• _Required work_:
Print the listing below exactly, leaving nothing out.

• _Provided data_:
════

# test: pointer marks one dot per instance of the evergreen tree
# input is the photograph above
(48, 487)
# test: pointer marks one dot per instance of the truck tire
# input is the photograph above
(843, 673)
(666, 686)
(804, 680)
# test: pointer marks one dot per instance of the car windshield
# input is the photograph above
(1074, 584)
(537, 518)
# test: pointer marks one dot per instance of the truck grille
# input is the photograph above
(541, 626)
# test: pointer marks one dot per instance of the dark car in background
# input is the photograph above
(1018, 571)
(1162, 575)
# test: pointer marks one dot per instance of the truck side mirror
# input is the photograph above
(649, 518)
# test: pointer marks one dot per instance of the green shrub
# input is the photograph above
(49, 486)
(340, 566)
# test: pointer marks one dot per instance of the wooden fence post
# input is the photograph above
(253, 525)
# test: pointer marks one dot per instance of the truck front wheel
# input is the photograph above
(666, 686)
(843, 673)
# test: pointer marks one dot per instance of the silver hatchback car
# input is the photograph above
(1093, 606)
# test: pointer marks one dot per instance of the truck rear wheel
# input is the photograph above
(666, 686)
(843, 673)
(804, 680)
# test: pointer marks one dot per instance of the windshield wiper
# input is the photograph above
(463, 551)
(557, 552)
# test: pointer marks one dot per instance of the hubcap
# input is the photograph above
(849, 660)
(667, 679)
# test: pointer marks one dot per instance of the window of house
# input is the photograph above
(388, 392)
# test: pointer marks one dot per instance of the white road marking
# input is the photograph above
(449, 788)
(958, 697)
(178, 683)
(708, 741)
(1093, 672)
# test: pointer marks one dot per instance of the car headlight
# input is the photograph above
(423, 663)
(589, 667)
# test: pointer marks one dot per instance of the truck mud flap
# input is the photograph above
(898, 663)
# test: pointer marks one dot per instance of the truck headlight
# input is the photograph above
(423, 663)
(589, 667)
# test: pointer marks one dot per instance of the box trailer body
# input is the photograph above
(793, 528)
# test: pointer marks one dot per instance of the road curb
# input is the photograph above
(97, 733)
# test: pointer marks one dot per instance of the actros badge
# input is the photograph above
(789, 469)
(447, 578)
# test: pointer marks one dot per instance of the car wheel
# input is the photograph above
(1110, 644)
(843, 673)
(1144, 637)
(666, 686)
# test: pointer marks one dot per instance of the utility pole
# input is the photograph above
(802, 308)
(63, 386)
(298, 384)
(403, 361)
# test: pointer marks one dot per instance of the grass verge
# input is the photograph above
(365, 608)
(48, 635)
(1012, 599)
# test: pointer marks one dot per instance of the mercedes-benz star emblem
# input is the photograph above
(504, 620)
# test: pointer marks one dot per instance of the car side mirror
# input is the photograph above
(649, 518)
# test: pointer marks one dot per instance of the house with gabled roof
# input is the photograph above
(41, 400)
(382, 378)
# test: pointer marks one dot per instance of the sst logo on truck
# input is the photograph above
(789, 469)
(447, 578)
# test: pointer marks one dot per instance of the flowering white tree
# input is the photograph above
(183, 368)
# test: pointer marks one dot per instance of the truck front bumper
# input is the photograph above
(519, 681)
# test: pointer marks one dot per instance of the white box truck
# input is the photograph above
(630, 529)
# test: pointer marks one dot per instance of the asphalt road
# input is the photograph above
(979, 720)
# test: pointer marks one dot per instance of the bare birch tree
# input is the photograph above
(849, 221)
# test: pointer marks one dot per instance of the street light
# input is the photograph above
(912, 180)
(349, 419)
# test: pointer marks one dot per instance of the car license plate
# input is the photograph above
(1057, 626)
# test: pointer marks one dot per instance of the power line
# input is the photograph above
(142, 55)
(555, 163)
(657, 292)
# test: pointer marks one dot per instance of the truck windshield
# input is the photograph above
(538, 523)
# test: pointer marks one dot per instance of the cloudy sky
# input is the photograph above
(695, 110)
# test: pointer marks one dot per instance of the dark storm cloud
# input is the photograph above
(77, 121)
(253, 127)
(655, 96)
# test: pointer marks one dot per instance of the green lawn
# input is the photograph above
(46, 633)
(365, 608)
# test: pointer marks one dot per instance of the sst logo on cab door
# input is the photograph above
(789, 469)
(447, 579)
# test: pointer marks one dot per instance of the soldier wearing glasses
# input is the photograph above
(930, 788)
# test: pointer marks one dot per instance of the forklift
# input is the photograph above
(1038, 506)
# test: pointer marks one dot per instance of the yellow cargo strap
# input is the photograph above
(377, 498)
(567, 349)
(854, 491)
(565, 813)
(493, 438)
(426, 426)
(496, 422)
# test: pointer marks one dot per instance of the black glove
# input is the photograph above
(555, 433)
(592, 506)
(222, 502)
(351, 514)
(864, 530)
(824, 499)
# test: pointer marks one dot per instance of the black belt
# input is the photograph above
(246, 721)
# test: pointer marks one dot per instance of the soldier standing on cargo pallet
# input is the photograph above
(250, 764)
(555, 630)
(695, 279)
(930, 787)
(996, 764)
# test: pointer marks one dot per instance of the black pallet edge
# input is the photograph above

════

• _Written solution_:
# test: pointer marks one dot per instance of the evergreen tree
# input is the photograph above
(48, 487)
# test: pointer marks one dot per instance of the truck tire
# input is the photograph above
(843, 673)
(666, 686)
(804, 680)
# test: pointer marks one dot per instance of the car windshield
# input is the photograph above
(1074, 584)
(537, 518)
# test: pointer marks one dot per instance of the truck grille
# input is the photograph above
(541, 626)
# test: pointer marks one dot per instance of the dark car in background
# input is the photograph above
(1018, 571)
(1162, 575)
# test: pointer marks one dot per instance of the truck side mirror
# input is the photograph above
(649, 518)
# test: pointer marks one dot per instance of the green shrub
# input is the photograph above
(49, 486)
(340, 566)
# test: pointer marks one dot per instance of the wooden fence post
# input is the photograph above
(253, 525)
# test: pointer marks one dot per instance of the truck front wheel
# input is the photograph above
(666, 686)
(843, 673)
# test: pointer marks one dot per instance of the silver hatchback car
# input is the photograph above
(1093, 606)
# test: pointer marks one dot per instance of the truck rear wheel
# input is the photograph above
(666, 686)
(843, 673)
(804, 680)
# test: pointer marks one dot per instance of the windshield wiper
# input is the photograph above
(463, 551)
(557, 552)
# test: pointer marks one dot per instance of the hubcap
# input is the photograph above
(849, 660)
(667, 679)
# test: pointer marks one dot per instance of the window of house
# input is the photograph above
(388, 392)
# test: pointer marks one dot per instance of the white road marking
# input is the photograph above
(449, 788)
(958, 697)
(178, 683)
(708, 741)
(1093, 672)
# test: pointer marks one dot per instance of the car headlight
# input is the photograph above
(423, 663)
(589, 667)
# test: pointer marks one dot per instance of the truck mud flap
# input is the photograph above
(898, 663)
# test: pointer marks one dot per instance of the truck headlight
# input is the photograph above
(423, 663)
(589, 667)
# test: pointer marks one dot per instance of the box trailer body
# input is the photograph above
(793, 528)
# test: pointer marks one dot per instance of the road curb
# input is the photograph above
(97, 733)
# test: pointer marks one dot per instance of the actros badge
# input is the photograph above
(789, 469)
(447, 578)
# test: pointer marks one dot per instance of the car wheel
# input is the photograph above
(1110, 644)
(843, 673)
(1144, 637)
(666, 686)
# test: pointer marks one dot per instance of the utility pole
# input is the photograph above
(802, 308)
(63, 386)
(298, 384)
(403, 361)
# test: pointer marks one dot per instance of the grass verge
# input is the photograph above
(365, 608)
(48, 635)
(1012, 599)
# test: pointer marks one dot per instance of the mercedes-benz star emblem
# input is the photograph above
(504, 620)
# test: pointer marks one dot per instance of the car side mirror
# input is the photograph above
(649, 518)
# test: pointer marks one dot per instance of the house with gabled roof
# input is the photograph above
(41, 400)
(382, 378)
# test: pointer marks one dot per instance of the sst logo on truck
# input is the photograph above
(789, 469)
(447, 578)
# test: pointer marks one dot per instance of the flowering white tree
# input is the photograph above
(183, 368)
# test: pointer marks one dot per instance of the truck front bumper
# input is the photograph above
(519, 681)
# test: pointer marks one dot per instance of the white box truck
# input is the photograph above
(630, 529)
# test: pointer marks one dot per instance of the asphalt road
# input is the photograph above
(979, 720)
# test: pointer marks one dot per instance of the bare birch tree
# input is the photograph above
(849, 221)
# test: pointer marks one dot per instance of the street light
# input is the photograph above
(912, 180)
(349, 419)
# test: pointer marks one dot per instance of the car license plate
# input is the photograph above
(1057, 626)
# test: pointer marks one dot per instance of the power line
# input is the photograph above
(142, 55)
(555, 163)
(657, 292)
# test: pointer marks one dot per instance of the truck windshield
# input is the photograph above
(538, 523)
# test: pointer marks one dot per instance of the cloudy sky
# input is the photograph above
(695, 110)
# test: pointer marks one dot per instance of the dark storm cloud
# input is the photograph above
(77, 121)
(253, 127)
(655, 96)
# test: pointer marks one dot per instance of the green lawn
# input is the photograph above
(46, 633)
(365, 608)
# test: pointer marks one dot per instance of the sst logo on cab door
# input is the photograph above
(789, 469)
(447, 579)
# test: pointer marks one dot per instance of the soldier wearing glasses
# input is the photograph above
(930, 788)
# test: pointer marks one dot per instance of the forklift
# input is the photograph above
(1038, 506)
# test: pointer marks one dot per instance of the yellow cargo strap
# input is the photograph above
(377, 498)
(567, 349)
(854, 491)
(565, 813)
(493, 438)
(426, 426)
(496, 422)
# test: pointer marks one dot per instance of the black glove
# input is the photograph above
(555, 433)
(592, 506)
(222, 502)
(351, 514)
(864, 530)
(824, 499)
# test: pointer marks one dot per instance of the black belt
# input is the photograph above
(246, 721)
# test: pointer marks one dot per instance of the soldier standing on cargo pallet
# input is the photograph above
(250, 764)
(555, 630)
(695, 279)
(930, 787)
(996, 764)
# test: pointer marks one dot per instance of the black pallet edge
# input is the photograph above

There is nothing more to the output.